--- Given data ---

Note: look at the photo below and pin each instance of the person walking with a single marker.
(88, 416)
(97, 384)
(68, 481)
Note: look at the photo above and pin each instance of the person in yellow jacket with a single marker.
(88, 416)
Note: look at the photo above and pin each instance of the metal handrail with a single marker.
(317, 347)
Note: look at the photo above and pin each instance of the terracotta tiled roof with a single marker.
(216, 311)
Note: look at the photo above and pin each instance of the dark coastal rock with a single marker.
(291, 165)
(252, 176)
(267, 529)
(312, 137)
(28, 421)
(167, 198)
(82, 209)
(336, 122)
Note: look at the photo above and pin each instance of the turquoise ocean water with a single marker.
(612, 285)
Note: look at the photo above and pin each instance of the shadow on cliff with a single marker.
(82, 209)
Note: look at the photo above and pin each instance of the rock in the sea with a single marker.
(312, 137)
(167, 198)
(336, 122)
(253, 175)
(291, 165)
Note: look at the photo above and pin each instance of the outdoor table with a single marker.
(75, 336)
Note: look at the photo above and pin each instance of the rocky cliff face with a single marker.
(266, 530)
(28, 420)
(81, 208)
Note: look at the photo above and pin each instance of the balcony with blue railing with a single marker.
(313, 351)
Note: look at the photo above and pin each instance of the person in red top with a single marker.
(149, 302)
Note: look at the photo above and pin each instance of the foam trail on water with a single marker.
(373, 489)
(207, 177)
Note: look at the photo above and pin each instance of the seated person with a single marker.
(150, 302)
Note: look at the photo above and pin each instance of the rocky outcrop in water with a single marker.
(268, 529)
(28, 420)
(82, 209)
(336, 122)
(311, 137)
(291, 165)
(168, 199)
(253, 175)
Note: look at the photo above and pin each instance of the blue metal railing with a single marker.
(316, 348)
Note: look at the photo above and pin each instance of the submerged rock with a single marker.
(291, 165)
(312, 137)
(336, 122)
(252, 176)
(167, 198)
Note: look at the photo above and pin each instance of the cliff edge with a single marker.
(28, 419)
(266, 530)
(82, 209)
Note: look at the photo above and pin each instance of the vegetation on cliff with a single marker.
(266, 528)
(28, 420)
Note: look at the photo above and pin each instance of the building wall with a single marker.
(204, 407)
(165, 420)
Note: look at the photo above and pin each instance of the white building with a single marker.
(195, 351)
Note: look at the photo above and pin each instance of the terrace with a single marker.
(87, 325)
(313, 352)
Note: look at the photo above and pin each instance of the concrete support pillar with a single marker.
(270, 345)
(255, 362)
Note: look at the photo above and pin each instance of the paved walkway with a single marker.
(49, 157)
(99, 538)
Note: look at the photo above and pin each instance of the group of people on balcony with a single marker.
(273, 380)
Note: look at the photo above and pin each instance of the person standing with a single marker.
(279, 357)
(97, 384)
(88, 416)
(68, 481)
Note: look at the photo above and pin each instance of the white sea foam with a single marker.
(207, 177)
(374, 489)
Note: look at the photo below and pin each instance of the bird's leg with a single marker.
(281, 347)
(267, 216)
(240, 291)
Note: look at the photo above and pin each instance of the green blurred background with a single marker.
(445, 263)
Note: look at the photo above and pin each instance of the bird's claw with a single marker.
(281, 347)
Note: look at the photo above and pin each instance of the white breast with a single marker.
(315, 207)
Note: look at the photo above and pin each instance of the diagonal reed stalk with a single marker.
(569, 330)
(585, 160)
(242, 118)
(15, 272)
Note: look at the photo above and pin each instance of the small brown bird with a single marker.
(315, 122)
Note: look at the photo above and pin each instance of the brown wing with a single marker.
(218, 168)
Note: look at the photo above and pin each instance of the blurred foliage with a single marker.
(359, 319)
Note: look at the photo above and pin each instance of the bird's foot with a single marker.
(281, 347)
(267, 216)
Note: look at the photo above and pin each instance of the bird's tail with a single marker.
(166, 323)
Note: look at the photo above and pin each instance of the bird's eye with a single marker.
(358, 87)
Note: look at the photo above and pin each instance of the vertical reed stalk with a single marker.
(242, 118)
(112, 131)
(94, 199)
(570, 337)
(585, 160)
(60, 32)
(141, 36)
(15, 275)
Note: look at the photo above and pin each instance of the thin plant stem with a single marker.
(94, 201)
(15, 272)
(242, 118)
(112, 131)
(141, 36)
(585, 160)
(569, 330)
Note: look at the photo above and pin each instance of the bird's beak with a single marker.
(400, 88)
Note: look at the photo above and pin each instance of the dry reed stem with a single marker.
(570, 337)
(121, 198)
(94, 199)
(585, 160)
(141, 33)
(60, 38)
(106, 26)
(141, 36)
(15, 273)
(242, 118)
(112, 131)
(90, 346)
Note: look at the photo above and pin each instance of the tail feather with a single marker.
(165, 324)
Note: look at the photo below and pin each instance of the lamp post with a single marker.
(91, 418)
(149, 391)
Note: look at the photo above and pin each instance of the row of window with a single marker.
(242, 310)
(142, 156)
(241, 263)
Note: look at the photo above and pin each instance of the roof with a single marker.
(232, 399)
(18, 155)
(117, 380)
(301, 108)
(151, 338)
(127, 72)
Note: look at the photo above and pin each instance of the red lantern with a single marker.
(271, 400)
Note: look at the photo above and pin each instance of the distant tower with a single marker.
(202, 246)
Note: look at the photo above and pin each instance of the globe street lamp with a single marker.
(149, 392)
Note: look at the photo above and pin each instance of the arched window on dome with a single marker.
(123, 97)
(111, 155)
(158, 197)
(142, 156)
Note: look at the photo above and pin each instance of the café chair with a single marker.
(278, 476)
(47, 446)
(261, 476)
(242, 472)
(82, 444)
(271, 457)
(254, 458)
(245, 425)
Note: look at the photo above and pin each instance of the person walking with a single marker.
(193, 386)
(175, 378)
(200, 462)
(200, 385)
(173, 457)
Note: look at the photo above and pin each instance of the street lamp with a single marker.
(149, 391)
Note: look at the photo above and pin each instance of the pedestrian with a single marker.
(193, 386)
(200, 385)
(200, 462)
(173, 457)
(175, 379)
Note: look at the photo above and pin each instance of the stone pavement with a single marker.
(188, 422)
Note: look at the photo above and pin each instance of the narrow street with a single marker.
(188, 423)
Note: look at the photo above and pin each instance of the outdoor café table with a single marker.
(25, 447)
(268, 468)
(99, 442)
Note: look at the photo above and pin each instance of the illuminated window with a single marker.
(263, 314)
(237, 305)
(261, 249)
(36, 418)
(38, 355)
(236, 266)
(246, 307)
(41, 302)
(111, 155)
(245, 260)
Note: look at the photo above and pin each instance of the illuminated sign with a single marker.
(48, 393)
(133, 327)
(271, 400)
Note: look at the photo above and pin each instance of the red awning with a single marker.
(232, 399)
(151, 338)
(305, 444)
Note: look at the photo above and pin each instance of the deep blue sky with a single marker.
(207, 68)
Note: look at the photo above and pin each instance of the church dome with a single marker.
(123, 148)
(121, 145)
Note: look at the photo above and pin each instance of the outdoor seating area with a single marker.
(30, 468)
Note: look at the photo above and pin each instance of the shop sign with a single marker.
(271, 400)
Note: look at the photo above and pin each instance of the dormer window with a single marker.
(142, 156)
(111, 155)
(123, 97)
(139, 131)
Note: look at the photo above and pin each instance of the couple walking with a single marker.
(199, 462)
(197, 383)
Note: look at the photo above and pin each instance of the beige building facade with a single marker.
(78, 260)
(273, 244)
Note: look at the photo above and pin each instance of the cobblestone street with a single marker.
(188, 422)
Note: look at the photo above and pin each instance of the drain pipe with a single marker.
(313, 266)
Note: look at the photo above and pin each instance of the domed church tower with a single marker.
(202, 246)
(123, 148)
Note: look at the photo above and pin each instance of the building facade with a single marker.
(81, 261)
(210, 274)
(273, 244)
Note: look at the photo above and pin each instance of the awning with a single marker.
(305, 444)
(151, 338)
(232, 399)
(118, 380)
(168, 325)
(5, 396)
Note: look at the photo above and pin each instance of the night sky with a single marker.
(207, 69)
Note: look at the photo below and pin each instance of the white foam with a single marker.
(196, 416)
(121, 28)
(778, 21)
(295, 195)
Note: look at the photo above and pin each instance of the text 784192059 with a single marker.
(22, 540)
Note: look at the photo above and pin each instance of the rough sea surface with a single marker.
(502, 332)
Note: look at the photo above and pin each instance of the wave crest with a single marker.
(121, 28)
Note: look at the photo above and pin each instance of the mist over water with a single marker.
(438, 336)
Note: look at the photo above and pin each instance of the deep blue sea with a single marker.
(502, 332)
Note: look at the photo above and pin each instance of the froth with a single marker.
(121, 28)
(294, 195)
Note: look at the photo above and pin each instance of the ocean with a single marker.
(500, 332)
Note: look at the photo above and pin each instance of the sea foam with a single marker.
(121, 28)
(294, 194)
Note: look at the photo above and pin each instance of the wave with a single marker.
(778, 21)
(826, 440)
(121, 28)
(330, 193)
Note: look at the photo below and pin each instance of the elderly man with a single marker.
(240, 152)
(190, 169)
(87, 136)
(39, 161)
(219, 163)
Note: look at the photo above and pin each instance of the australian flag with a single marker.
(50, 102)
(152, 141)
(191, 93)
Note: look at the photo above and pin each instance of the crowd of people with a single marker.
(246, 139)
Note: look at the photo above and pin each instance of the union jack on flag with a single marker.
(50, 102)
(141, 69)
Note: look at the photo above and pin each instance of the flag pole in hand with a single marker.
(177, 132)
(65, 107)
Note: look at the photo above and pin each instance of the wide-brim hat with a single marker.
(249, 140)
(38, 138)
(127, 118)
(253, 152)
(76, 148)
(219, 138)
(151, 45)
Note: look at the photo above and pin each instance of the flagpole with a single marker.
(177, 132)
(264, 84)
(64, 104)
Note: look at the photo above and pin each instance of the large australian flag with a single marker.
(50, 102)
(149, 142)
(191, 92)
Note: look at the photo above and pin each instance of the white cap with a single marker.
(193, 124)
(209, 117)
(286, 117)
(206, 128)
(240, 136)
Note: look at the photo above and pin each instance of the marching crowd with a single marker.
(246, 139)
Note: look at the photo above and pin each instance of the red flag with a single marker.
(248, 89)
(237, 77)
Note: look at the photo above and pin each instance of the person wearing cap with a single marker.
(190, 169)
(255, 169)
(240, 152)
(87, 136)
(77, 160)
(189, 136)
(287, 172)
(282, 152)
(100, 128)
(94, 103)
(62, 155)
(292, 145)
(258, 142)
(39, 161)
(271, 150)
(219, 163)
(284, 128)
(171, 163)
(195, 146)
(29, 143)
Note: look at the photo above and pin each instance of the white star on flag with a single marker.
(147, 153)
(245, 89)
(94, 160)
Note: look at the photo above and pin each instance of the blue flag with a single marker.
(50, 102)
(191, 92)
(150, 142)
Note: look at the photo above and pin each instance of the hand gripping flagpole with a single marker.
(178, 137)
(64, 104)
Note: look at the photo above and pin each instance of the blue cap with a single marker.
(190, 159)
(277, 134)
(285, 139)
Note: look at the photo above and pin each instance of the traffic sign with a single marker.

---

• What to produce
Look above for the line containing "star on flag with a single marker."; copy from it through the last line, exactly, and nothing more.

• Complete response
Note: look at the photo above and pin each instance of the white star on flag with a single marker.
(147, 153)
(245, 89)
(94, 160)
Note: look at the photo above and pin each instance of the blue flag with a single marker.
(50, 102)
(191, 92)
(150, 142)
Note: look at the photo above and pin each instance of the hand gripping flagpole with a single marker.
(178, 137)
(64, 104)
Note: look at the photo above and pin each instance of the blue cap with a single marker.
(190, 159)
(277, 134)
(285, 139)
Note: look at the photo above and pin each instance of the traffic sign with a single marker.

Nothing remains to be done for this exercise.